***** Provided data

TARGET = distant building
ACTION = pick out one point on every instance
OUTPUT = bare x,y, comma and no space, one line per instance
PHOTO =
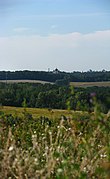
56,71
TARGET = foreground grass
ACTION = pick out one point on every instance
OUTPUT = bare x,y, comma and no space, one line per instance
38,112
66,146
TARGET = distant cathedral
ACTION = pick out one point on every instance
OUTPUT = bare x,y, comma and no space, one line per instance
56,71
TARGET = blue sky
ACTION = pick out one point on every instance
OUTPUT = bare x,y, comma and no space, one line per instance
67,34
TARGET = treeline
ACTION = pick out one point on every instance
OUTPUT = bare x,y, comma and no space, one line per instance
58,77
54,96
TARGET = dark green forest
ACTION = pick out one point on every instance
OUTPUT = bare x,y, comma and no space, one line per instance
54,96
56,76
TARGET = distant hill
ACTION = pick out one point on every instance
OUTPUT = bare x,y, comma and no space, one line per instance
57,76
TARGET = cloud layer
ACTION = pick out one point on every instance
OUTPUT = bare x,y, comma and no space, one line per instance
68,52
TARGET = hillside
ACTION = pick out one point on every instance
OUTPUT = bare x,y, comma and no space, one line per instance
56,76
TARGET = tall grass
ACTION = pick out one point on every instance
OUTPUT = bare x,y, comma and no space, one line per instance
67,147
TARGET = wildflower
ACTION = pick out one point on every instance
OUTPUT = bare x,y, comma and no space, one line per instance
59,170
35,160
103,155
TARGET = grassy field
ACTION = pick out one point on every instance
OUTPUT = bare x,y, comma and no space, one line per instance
37,112
54,144
90,84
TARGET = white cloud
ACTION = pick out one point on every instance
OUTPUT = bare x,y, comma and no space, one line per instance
74,51
20,29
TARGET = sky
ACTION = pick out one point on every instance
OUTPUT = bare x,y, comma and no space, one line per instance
71,35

**********

In the listing above, change every "pick out" to "mark" and leave everything else unchanged. Omit the pictures from your answer.

TARGET = distant building
ACTION = mark one point on every instance
OUTPUT = bare x,y, comma and no space, one line per instance
PHOTO =
56,71
TARGET = foreground grass
ACTION = mark one point on every instance
OUTPUT = bare x,y, comma and no space, one line per instance
38,112
66,146
TARGET = distant cathedral
ACTION = mark one point on every instance
OUTPUT = bare x,y, comma and no space, one line per instance
56,71
TARGET = blue sky
ACTION = mark one point on every instance
OUTPUT = bare x,y, comma and no space, one line per instance
67,34
TARGET = treeline
ACTION = mark one point on every instance
OUTPUT = bare x,y, comma and no space, one line per instance
58,77
54,96
TARGET = dark green forest
ACTION = mark one point on every instance
OUTPUT = bare x,y, comma and no space, one line per instance
54,96
56,76
TARGET = distant hill
ACTION = mark one point on every instance
OUTPUT = bare x,y, comma and no space, one line per instance
57,76
TARGET = cloud layer
ACTION = mark one point on every instance
OUTPUT = bare x,y, comma and no space, one line per instance
68,52
TARGET = hillside
ACTION = mark one point on every instance
OUTPUT = bare x,y, comma and no space, one line per instance
56,76
TARGET = tall grass
ACTION = mark one point on every instance
OUTPUT = bare x,y, comma and no space, one line per instance
67,147
TARGET = wildflower
ACTION = mark one point on every instance
OUTPUT = bare x,y, comma and no space, one line per instance
59,170
35,160
103,155
TARGET = grassy field
ACTION = mark one point on every instance
OUTPUT = bare x,y, comma and no space, one line per instance
37,112
54,144
90,84
TARGET = white cloud
ACTION = mark one point on every instance
OUTPUT = bare x,y, comma and no space, one line per instance
74,51
20,29
TARGET = sky
ACTION = mark one point on every instance
OUTPUT = bare x,y, comma and no space, one line per instance
71,35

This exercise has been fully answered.